Given task: Express the entries below as a JSON list of strings, with one string per line and no blank lines.

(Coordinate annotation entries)
+++
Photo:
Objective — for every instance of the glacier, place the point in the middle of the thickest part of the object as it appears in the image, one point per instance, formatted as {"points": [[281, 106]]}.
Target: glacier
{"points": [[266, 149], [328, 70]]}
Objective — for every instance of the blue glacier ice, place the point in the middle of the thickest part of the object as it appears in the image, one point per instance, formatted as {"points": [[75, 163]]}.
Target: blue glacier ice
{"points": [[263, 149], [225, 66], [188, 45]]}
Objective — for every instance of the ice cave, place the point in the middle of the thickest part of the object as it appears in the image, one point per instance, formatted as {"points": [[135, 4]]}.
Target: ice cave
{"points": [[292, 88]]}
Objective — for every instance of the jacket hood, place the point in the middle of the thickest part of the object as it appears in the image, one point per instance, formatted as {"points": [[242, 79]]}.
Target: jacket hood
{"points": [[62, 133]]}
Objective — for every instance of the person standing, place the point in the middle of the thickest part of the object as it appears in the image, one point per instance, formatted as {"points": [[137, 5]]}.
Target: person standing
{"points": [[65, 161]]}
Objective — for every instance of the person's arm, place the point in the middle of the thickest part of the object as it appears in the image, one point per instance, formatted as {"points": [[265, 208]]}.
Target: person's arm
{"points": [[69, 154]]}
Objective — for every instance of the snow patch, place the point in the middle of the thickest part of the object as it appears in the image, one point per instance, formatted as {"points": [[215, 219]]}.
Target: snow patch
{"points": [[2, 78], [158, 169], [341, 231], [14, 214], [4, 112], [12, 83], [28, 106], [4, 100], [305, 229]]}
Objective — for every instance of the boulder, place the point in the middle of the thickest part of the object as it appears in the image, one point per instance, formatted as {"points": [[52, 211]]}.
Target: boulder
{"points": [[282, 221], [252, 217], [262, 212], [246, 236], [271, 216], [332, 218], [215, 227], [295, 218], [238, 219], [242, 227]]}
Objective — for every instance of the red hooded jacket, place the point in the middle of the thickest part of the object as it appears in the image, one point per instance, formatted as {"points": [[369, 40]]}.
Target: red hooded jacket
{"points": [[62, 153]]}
+++
The result:
[
  "Photo:",
  "Objective — for every instance of the glacier, place the point in the middle of the thickest part of the object as it appears in the image, one point per instance, formatted as {\"points\": [[281, 106]]}.",
  "Target: glacier",
  "{\"points\": [[266, 149], [328, 70]]}",
  "Objective — for every instance of the blue glacier ice, place the point in the middle of the thickest part of the object as it appears in the image, one point per instance, formatted as {\"points\": [[75, 163]]}.",
  "Target: blue glacier ice",
  "{\"points\": [[263, 149], [225, 66], [188, 45]]}",
  "Objective — for every instance of the ice cave, place the point in the middle of the thickest part of the object as it appears in the image, one point per instance, formatted as {\"points\": [[135, 4]]}.",
  "Target: ice cave",
  "{\"points\": [[292, 88]]}",
  "Objective — for every instance of the jacket hood, place the point in the middle of the thickest part of the object as it appears in the image, one point per instance, formatted as {\"points\": [[242, 79]]}.",
  "Target: jacket hood",
  "{\"points\": [[62, 133]]}",
  "Objective — for every instance of the person standing, place the point in the middle of the thickest part of the object as it appears in the image, one point per instance, formatted as {\"points\": [[137, 5]]}.",
  "Target: person standing",
  "{\"points\": [[65, 161]]}",
  "Objective — for every instance of the person's arm, place the point in the middle of the thickest part of the object as it appears in the image, one point per instance, formatted as {\"points\": [[265, 208]]}.",
  "Target: person's arm",
  "{\"points\": [[69, 154]]}",
  "Objective — for every instance of the snow patch, place the point in the middle of the thickest part of the object as it appears in the image, one point per instance, formatted as {\"points\": [[215, 219]]}.",
  "Target: snow patch",
  "{\"points\": [[2, 78], [158, 169], [341, 231], [14, 214], [4, 112], [12, 83], [28, 106], [4, 100], [305, 229]]}",
  "Objective — for every instance of the boulder, place the point in the middle of the thickest part of the object as it appears in the image, one point per instance, formatted as {\"points\": [[52, 211]]}.",
  "Target: boulder",
  "{\"points\": [[282, 221], [252, 217], [262, 212], [246, 236], [271, 216], [332, 218], [215, 227], [295, 218], [238, 219], [242, 227]]}",
  "Objective — for every instance of the red hooded jacket, place the point in the middle of the thickest part of the object as it appears in the image, one point per instance, formatted as {\"points\": [[369, 40]]}.",
  "Target: red hooded jacket",
  "{\"points\": [[62, 153]]}"
]